## 抜粋本文
◇ ◇ ◇ ◇ ◇ ◇ ◇

一方で政府は、あんまり効果の無い除染に莫大な金を使い、或いは、がれきの引き受けを検討したというだけで、実際には全く引き受けていない地方自治体に対して、合計170億ものお金を交付します。この国は、どこか根本的な所でおかしくなっているのではないか、そういう気がします。
福島の子どもたちを避難させるべき
政府の安全宣伝にもかかわらず、福島では健康不安が広がっています。2月13日、福島県の発表によって、既に3人の子どもが甲状腺癌、甲状腺の摘出手術を受けて甲状腺癌であると確認されたことが判明しました。さらに、7人の子どもは細胞診によって、甲状腺癌だと、悪性だという判断がなされています。この7人の子どもも、摘出手術を受ける予定です。この10人の子どもたちは、23年度にエコー検査を受けた38000人の子ども、このうち二次検査が必要だとされた180人の子どもの中からの10人です。二次検査対象者の18分の1が甲状腺癌だった。平成24年度は、約10万人の子どもが検査を受け、二次検査が必要だと判定される子どもは750人です。この子どもたちの精密検査の結果は、福島県は公表していません。もし同じ割合で甲状腺癌が発生しているとしたら40人です。合わせて、既に50人の子どもが甲状腺癌を発生している可能性がある。更に言えば、甲状腺癌の原因となるヨウ素131が最も大量に降り注いだのが、原発から南側のいわき市方面です。しかし、いわき市方面の子どもたちは、いまだにエコー検査すらなされていません。

◇ ◇ ◇ ◇ ◇ ◇ ◇

## 資料への設問
(a) 本文によると、摘出手術を受けて甲状腺癌と確認された子どもは何人か。
(b) 本文に出てくる検査と手術の名称を、すべて挙げてください。
(c) 次の各文が本文の内容と合うかどうかを「はい」か「いいえ」で答え、根拠となる本文の語句をそのまま引用せよ。
(i) 平成24年度に二次検査が必要と判定された子どもの精密検査の結果を、福島県は公表している。
(ii) ヨウ素131が最も大量に降り注いだのは、原発から南側のいわき市方面である。
(iii) 政府は地方自治体に対し、合計170億のお金を交付する。

記録データ:
◇ ◇ ◇ ◇ ◇ ◇ ◇

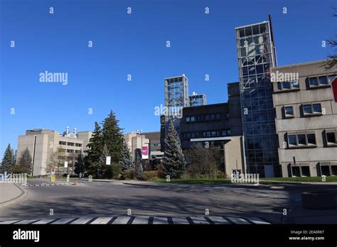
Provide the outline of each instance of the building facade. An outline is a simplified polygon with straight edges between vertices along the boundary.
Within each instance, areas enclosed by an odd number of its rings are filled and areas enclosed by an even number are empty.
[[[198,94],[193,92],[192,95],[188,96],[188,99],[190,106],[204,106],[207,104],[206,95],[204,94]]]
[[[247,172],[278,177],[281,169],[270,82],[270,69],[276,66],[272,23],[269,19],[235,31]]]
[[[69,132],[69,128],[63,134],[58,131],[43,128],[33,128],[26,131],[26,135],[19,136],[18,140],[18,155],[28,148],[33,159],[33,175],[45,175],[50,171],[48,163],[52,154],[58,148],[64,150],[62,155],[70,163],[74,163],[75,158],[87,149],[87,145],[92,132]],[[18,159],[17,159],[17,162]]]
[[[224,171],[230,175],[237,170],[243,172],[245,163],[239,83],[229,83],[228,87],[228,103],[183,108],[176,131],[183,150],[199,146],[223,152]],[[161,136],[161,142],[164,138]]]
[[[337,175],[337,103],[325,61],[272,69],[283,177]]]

◇ ◇ ◇ ◇ ◇ ◇ ◇

## 解答
(a) 3人。

(b) 甲状腺の摘出手術、細胞診、エコー検査、二次検査、精密検査

(c)
(i) いいえ。「この子どもたちの精密検査の結果は、福島県は公表していません。」
(ii) はい。「甲状腺癌の原因となるヨウ素131が最も大量に降り注いだのが、原発から南側のいわき市方面です。」
(iii) はい。「合計170億ものお金を交付します。」